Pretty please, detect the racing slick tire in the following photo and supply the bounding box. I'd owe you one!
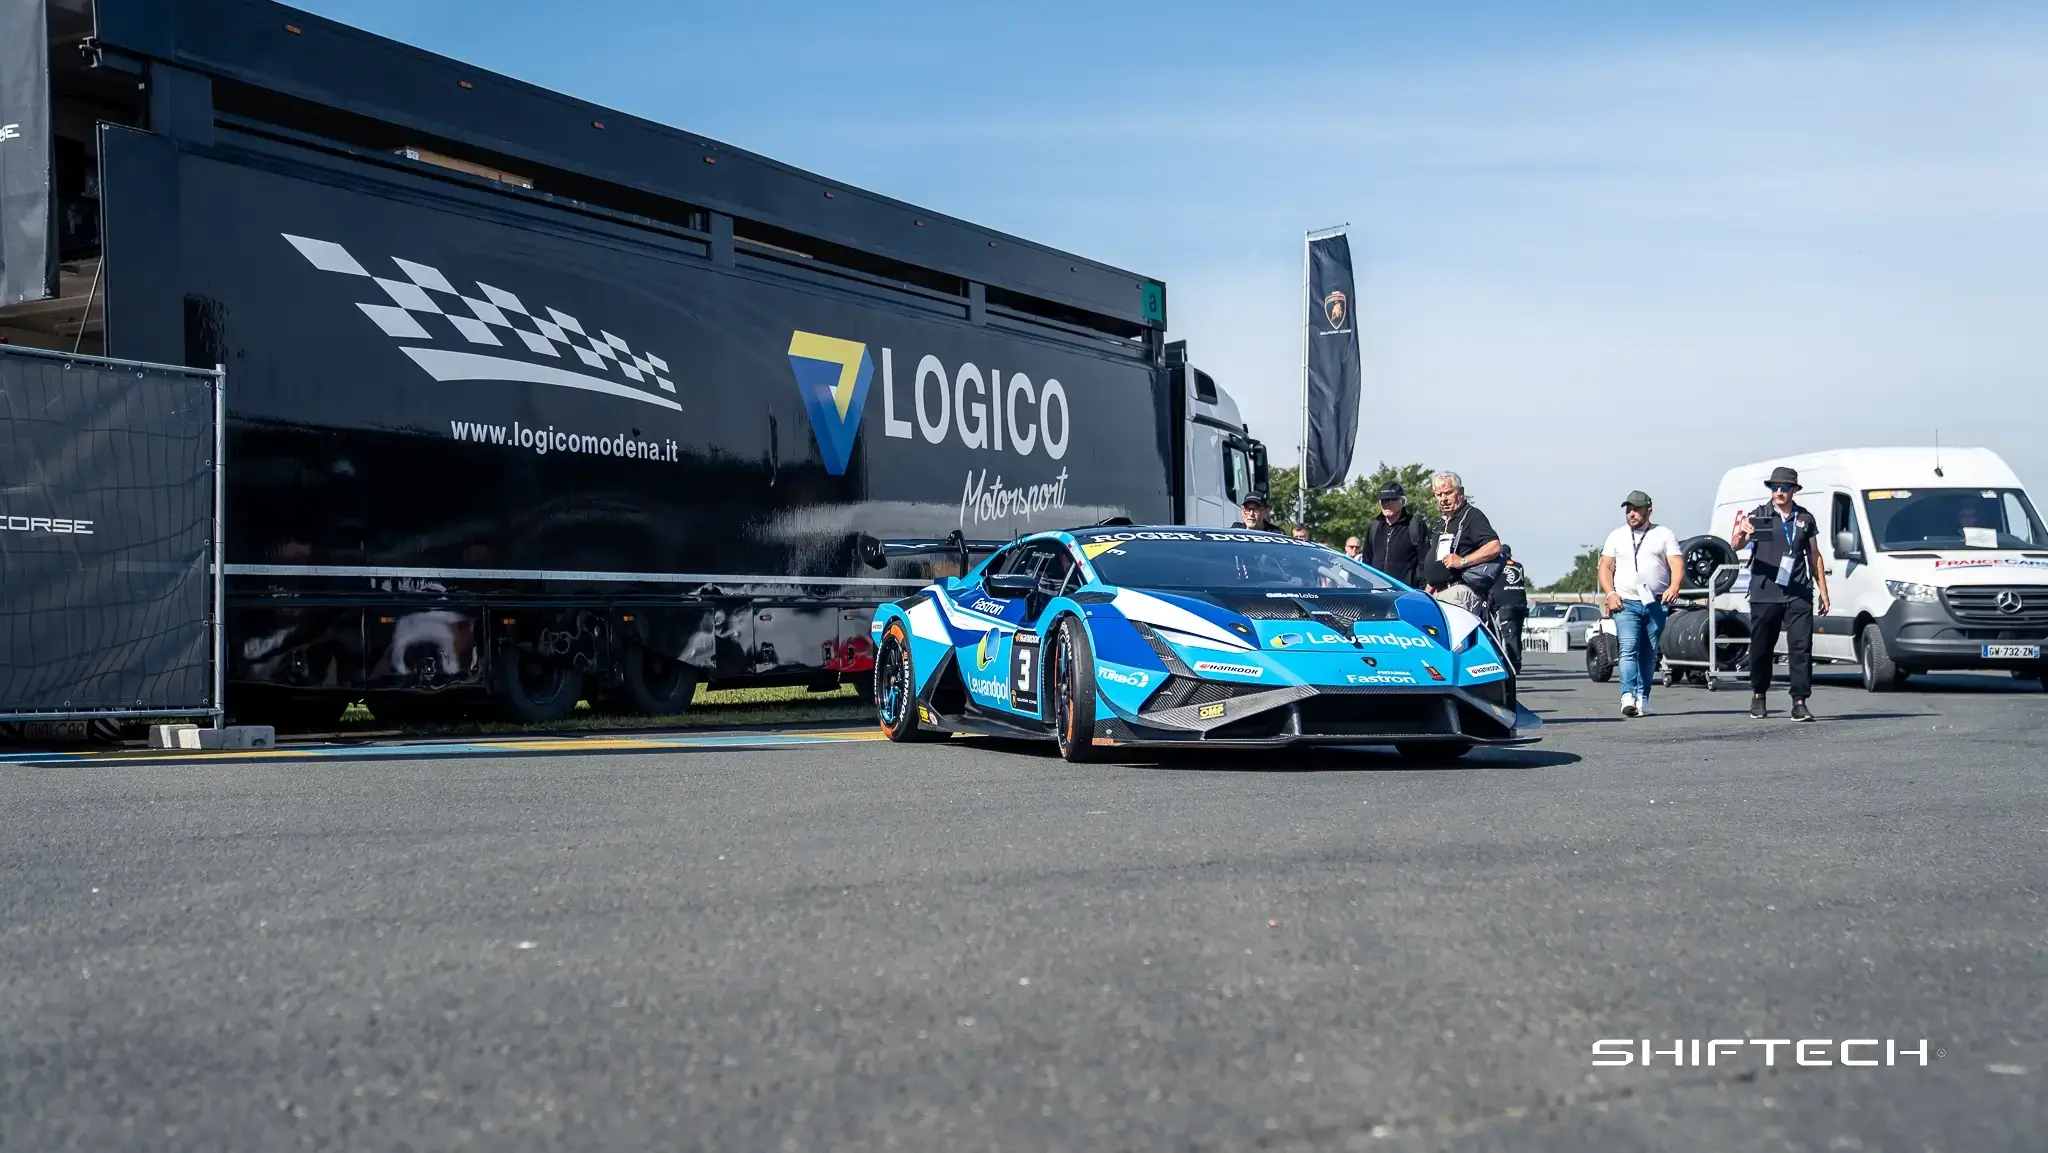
[1858,624,1906,693]
[876,624,943,743]
[1397,742,1474,762]
[1050,617,1106,763]
[622,644,699,716]
[1586,634,1616,683]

TO DO
Keep every word of the records above exactly, and return them with no pictures.

SOLUTION TO THE EXERCISE
Pretty please, detect the racing slick tire in the following photo and supply the bounding box. I'd owe you one!
[1858,624,1906,693]
[876,624,943,743]
[1397,742,1474,762]
[1050,617,1106,763]
[622,644,699,716]
[1586,634,1616,683]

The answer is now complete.